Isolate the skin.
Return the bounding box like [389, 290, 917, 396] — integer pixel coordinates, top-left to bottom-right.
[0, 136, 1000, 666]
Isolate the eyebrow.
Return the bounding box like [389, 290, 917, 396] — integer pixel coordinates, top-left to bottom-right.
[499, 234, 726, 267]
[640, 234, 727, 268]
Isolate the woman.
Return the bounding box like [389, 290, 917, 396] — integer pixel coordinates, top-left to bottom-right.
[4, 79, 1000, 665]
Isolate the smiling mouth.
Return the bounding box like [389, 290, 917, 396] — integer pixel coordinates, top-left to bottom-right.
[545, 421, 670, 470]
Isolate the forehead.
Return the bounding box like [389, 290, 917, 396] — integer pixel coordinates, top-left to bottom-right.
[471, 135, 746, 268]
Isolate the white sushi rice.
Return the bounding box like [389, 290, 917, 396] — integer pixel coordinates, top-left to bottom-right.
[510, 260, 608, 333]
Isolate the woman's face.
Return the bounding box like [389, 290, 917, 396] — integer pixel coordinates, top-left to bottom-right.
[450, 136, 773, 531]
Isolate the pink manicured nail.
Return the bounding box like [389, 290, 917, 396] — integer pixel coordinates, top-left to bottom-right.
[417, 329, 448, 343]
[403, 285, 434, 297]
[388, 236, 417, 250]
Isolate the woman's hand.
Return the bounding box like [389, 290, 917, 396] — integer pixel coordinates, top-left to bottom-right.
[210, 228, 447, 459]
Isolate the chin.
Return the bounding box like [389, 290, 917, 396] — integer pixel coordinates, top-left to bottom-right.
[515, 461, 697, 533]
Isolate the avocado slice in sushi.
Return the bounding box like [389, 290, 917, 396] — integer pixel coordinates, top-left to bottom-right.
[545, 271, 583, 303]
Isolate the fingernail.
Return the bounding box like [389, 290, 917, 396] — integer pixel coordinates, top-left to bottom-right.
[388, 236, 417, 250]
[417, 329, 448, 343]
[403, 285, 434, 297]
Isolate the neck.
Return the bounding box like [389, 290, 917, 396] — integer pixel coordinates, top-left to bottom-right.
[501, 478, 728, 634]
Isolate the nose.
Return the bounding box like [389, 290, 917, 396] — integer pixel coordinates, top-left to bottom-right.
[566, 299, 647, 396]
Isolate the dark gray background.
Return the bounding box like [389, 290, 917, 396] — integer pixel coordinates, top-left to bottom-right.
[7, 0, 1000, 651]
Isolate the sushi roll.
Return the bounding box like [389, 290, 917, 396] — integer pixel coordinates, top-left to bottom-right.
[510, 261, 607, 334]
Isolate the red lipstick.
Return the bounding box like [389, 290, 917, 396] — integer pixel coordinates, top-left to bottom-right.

* **THE PROBLEM**
Swap every "Isolate" in the records above for "Locate", leaving all other wording as it is.

* **CORRECT RESULT**
Locate the skin.
Return the bounding box like [389, 290, 917, 396] — integer pixel coordinates, top-left to bottom-right.
[0, 136, 1000, 666]
Locate the eyebrow.
Return the bounding box like [389, 290, 917, 396] — integer pixel coordinates, top-left to bottom-right.
[499, 234, 726, 267]
[640, 234, 727, 268]
Locate the woman.
Return the bounding box like [389, 290, 917, 396] — integer pixel coordinates, top-left to bottom-right.
[4, 79, 1000, 665]
Locate the smiling mouth.
Return the bounding box like [389, 290, 917, 396] — integer pixel coordinates, top-left to bottom-right.
[545, 421, 670, 470]
Locate the forehead.
Return the bounding box like [389, 290, 917, 396] — integer pixel coordinates, top-left to bottom-right.
[471, 135, 746, 268]
Locate the white sushi rice.
Return the bounding box like [389, 290, 917, 396] — integer pixel coordinates, top-left to bottom-right.
[510, 260, 608, 333]
Locate the woman's face.
Return the bounding box like [389, 290, 917, 396] — integer pixel coordinates, top-left to bottom-right.
[450, 136, 773, 531]
Locate the pink manicured nail.
Return the bounding box like [389, 290, 917, 396] — integer pixel coordinates, top-left to bottom-right.
[417, 329, 448, 343]
[403, 285, 434, 297]
[388, 236, 417, 250]
Locate the woman's hand.
Return the bounding box like [389, 290, 917, 396] — integer pixel coordinates, top-left to bottom-right.
[210, 228, 447, 459]
Locate the chin.
Return the bounding box like [389, 290, 917, 396] — integer pixel coordinates, top-left to bottom-right.
[515, 461, 697, 533]
Locate the avocado slice in sushi.
Return the bounding box like [389, 290, 917, 396] — integer pixel coordinates, top-left to bottom-right.
[545, 271, 583, 303]
Locate the fingernail.
Return the bounding box like [389, 290, 917, 396] — integer pixel coordinates, top-left to bottom-right.
[388, 236, 417, 250]
[417, 329, 448, 343]
[403, 285, 434, 297]
Locate the neck.
Return the bounding box like [389, 290, 917, 396] — integer pixel coordinates, top-left to bottom-right.
[501, 478, 728, 634]
Locate the nose.
Return the bounding box like [389, 290, 917, 396] — integer pixel coordinates, top-left to bottom-right.
[566, 299, 647, 396]
Locate the dark gray background.
Return the bounding box like [389, 290, 917, 396] — integer pixel coordinates, top-left to bottom-right.
[7, 0, 1000, 651]
Locate the sushi roll.
Return the bounding box like [389, 290, 917, 396] — integer pixel coordinates, top-left to bottom-right.
[510, 261, 607, 334]
Locate the red lipstick.
Return the bounding box like [389, 290, 917, 396] — integer pixel coordinates, top-left to bottom-right.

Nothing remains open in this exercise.